*** Opening of Data shown ***

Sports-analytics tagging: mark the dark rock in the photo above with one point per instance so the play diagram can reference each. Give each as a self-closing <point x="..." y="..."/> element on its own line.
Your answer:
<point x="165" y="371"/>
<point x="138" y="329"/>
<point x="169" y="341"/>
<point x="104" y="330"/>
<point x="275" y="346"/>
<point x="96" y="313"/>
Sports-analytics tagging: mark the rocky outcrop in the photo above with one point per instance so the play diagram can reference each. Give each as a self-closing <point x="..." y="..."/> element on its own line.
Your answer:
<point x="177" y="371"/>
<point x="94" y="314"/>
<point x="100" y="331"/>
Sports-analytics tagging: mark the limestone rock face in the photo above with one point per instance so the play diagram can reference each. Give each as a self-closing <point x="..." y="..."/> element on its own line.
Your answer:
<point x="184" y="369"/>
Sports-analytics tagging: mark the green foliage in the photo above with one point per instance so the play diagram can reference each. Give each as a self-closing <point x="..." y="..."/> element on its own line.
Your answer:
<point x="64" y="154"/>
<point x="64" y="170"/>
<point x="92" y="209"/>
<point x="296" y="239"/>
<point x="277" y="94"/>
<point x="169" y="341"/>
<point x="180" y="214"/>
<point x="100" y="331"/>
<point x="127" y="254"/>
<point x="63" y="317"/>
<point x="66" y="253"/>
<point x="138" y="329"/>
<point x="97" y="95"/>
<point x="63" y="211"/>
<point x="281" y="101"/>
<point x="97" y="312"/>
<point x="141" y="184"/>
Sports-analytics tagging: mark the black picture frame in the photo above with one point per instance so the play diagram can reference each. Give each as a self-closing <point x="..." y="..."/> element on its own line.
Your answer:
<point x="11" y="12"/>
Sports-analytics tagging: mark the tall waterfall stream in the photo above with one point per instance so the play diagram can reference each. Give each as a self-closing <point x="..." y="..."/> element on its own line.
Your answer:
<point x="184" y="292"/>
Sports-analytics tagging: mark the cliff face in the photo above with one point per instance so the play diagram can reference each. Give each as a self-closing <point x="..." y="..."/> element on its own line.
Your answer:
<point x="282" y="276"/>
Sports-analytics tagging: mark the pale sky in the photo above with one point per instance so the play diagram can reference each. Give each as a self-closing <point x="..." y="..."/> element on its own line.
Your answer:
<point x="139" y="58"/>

*** Close of Data shown ***

▸ Action item:
Transcribe each entry above exactly as it reads.

▸ Response for this exercise:
Sports-analytics tagging: mark the dark rock in the photo above with one point per instance so the play diagram can reference each. Give each as a self-closing <point x="..." y="..."/> element on its own line.
Your answer:
<point x="165" y="371"/>
<point x="138" y="329"/>
<point x="169" y="341"/>
<point x="104" y="330"/>
<point x="275" y="346"/>
<point x="96" y="313"/>
Sports-analytics tagging: mark the rocky outcrop in the photo above with one point per instance so the play diagram can reference each. Give each as a self-closing <point x="..." y="..."/> element on its own line.
Your answer:
<point x="177" y="371"/>
<point x="94" y="314"/>
<point x="100" y="331"/>
Sports-analytics tagging: mark the limestone rock face in the photo above with one point per instance so the play diagram can reference each. Give each as a self-closing <point x="..." y="..."/> element on its own line.
Your answer:
<point x="184" y="369"/>
Sports-analytics tagging: mark the green foliage in the photo above with one point per instance so the play diagram can reference each. Give each as a self-closing <point x="..." y="..."/> element on its own line.
Your answer:
<point x="64" y="154"/>
<point x="64" y="170"/>
<point x="92" y="209"/>
<point x="296" y="239"/>
<point x="277" y="94"/>
<point x="169" y="341"/>
<point x="180" y="214"/>
<point x="100" y="331"/>
<point x="127" y="254"/>
<point x="63" y="317"/>
<point x="66" y="253"/>
<point x="138" y="329"/>
<point x="97" y="95"/>
<point x="63" y="211"/>
<point x="281" y="101"/>
<point x="97" y="312"/>
<point x="141" y="184"/>
Sports-analytics tagging: mark the black picture frame in the photo above with one point per instance so the play diagram can reference each. Give each as a self-closing <point x="..." y="..."/> element on its own line.
Your answer:
<point x="11" y="12"/>
Sports-analytics tagging: mark the tall waterfall stream in the photo above with one point per instance so the play diagram can reference each. Give each as a self-closing <point x="..." y="..."/> element on its own line.
Your answer:
<point x="184" y="292"/>
Sports-analytics tagging: mark the cliff face in the photo above with one point per instance so the play diagram can reference each. Give each as a self-closing <point x="..." y="..."/> element on its own line.
Your answer:
<point x="282" y="276"/>
Sports-analytics tagging: mark the pale sky in the photo above with one point per instance so the play diagram can reference each. Give each as a self-closing <point x="..." y="..."/> element on its own line.
Your answer:
<point x="139" y="58"/>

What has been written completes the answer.